----- SUPPLIED RECORDS -----
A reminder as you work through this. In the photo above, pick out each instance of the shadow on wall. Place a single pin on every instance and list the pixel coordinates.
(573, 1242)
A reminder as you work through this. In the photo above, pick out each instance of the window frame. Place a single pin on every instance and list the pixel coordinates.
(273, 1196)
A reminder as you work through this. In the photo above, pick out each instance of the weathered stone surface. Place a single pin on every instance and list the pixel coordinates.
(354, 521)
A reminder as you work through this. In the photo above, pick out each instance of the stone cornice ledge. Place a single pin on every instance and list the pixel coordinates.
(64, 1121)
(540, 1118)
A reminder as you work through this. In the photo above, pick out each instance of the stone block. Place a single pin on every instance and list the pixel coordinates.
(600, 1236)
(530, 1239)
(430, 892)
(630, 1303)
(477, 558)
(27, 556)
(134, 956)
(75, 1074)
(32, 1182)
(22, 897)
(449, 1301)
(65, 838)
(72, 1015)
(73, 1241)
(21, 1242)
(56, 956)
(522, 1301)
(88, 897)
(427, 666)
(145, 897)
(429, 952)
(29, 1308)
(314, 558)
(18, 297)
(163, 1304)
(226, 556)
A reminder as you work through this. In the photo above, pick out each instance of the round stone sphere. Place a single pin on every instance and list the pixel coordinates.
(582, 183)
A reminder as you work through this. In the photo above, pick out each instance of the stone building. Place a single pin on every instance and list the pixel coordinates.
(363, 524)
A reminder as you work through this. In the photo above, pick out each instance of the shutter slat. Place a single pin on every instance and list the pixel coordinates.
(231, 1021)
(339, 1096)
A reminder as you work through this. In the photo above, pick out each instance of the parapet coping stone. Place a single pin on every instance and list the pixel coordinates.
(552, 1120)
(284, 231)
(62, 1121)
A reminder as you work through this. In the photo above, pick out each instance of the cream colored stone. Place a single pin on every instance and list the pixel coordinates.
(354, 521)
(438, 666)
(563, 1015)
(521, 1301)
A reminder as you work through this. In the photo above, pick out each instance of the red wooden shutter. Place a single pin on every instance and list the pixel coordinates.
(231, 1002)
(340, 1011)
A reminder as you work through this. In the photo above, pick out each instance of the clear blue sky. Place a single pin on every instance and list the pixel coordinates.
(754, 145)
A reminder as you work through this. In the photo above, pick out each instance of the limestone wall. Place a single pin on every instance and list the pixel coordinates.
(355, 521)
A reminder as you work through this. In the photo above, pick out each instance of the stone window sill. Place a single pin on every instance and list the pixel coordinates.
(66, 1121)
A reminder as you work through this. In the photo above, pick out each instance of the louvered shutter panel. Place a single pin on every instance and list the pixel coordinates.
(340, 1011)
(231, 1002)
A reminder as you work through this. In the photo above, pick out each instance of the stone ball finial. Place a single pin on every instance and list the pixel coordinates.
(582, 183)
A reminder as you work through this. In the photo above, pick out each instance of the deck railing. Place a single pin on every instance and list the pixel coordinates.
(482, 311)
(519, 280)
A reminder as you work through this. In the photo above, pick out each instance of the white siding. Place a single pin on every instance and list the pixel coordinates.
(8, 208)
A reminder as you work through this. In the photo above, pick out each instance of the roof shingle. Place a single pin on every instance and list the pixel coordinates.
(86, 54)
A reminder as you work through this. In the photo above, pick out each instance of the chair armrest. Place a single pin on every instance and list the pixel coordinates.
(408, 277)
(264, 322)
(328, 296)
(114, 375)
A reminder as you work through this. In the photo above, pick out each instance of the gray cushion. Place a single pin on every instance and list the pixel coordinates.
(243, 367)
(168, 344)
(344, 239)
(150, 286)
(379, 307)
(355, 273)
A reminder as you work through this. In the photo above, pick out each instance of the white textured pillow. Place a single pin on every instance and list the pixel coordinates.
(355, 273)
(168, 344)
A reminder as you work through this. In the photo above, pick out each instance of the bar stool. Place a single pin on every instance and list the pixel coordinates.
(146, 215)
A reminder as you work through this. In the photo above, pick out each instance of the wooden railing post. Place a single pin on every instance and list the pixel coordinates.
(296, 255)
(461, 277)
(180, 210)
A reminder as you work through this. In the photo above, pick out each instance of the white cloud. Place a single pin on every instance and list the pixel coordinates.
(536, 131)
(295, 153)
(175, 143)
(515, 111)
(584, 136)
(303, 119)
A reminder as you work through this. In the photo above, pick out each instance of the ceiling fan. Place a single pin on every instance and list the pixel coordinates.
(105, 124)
-----
**TASK PROMPT:** Give back the whole listing exactly.

**REPLY TO THE EXERCISE:**
A reminder as you work through this. In the photo above, pick out each instance of the shadow on wall. Place a single pin on every instance and list the pixel coordinates.
(573, 1242)
A reminder as you work through this. In the photo above, pick out each instance of the window frame. Place a single pin on every instance and list the pixel coordinates.
(273, 1196)
A reminder as you work through this. In the photo above, pick out each instance of the weathered stone surface. Place a single pin on every instance and list the pixel coordinates.
(354, 521)
A reminder as you work through this. In the photo above, pick out each instance of the stone cornice ledge. Place a single pin on every instance and list the pixel coordinates.
(64, 1121)
(540, 1118)
A reminder as you work through this. In the photo above, pick out each instance of the stone block. Place a single pin on every instance and list the pixel coordinates.
(600, 1236)
(530, 1239)
(430, 892)
(630, 1303)
(477, 558)
(27, 556)
(134, 956)
(75, 1074)
(32, 1182)
(22, 897)
(449, 1301)
(65, 838)
(72, 1015)
(73, 1241)
(21, 1242)
(56, 956)
(522, 1301)
(88, 897)
(427, 666)
(145, 897)
(429, 952)
(29, 1308)
(314, 558)
(18, 297)
(163, 1304)
(226, 556)
A reminder as you work through this. In the photo above, pick out each instance of the round stone sphere. Place a single pin on every instance and list the pixel coordinates.
(582, 183)
A reminder as you work through this. In the photo above, pick out each instance of the stone building. Place a single pin on every instance and list the pixel coordinates.
(363, 524)
A reminder as you work through this. In the photo above, pick out each instance of the shutter slat. Place a single pin on every instance and list the pixel coordinates.
(231, 1021)
(339, 1096)
A reminder as you work through this. In the photo above, pick out each instance of the parapet coping stone. Place a single pin on every instance and list the pixel coordinates.
(552, 1120)
(284, 231)
(62, 1121)
A reminder as you work through this. In the photo above, pick out each instance of the cream colored stone. Place a single pin on every instance and list the pixel coordinates.
(354, 521)
(438, 666)
(563, 1015)
(521, 1301)
A reminder as you work through this. In the photo above, pick out each instance of the red wooden shutter. Place a single pin on every instance and list the pixel coordinates.
(231, 1002)
(340, 1011)
A reminder as you work through this. In the photo above, pick out each instance of the clear blue sky. Place a single pin on every instance and list the pixel coordinates.
(754, 145)
A reminder as you work through this. In the photo above, pick out each instance of the limestone wall. Place a single pin on every instance and list the pixel coordinates.
(355, 521)
A reminder as you work through this. In the photo above, pick out each instance of the stone window sill. Place a single pin on every instance and list the pixel coordinates.
(66, 1121)
A reminder as you work through this. In the photo above, pick out each instance of the louvered shutter panel. Place a single pin on every instance and list the pixel coordinates.
(340, 1011)
(231, 1002)
A reminder as you work through this. In the photo above, pick out each instance of the stone ball finial. Place a single pin on every instance and list the pixel coordinates.
(582, 183)
A reminder as you work through this. In the photo above, pick out each instance of the deck railing. Place a single pin on every instance and list the pixel coordinates.
(482, 311)
(519, 280)
A reminder as you work through this. In the photo above, pick out each instance of the white siding. Place a single pin on every instance and list the pixel coordinates.
(8, 208)
A reminder as you work through this. In the photo above, pick out each instance of the roof shingle. Place a single pin on every instance and list the pixel coordinates.
(86, 54)
A reminder as you work through this. In the photo above, pick out each instance of the chair armrest. Place a single pin on every instance and list the pixel coordinates.
(408, 277)
(264, 322)
(328, 296)
(114, 375)
A reminder as you work through this. In the photo above, pick out each instance of the gray cushion. Place a single pin on every instance and list the pixel coordinates.
(243, 367)
(168, 344)
(344, 239)
(150, 286)
(379, 307)
(355, 273)
A reminder as you work through this. In the photo above, pick out each instance of the white textured pillow. Place a single pin on every instance and list the pixel coordinates.
(355, 273)
(168, 344)
A reminder as you work through this. In the photo above, pick out each instance of the bar stool. Place a single pin on every instance and list the pixel coordinates.
(146, 215)
A reminder as you work through this. In the photo above, pick out each instance of the wooden railing post. Place a single pin on every instance and list the pixel coordinates.
(296, 255)
(461, 277)
(180, 210)
A reminder as you work through this. In the photo above, pick out each instance of the white cloud. Place a single pin on every instance and list the pixel coordinates.
(536, 131)
(295, 153)
(175, 143)
(515, 111)
(584, 136)
(303, 119)
A reminder as you work through this. In the photo above, pick out each instance of the ceiling fan. Place a single pin on every instance and list the pixel coordinates.
(105, 124)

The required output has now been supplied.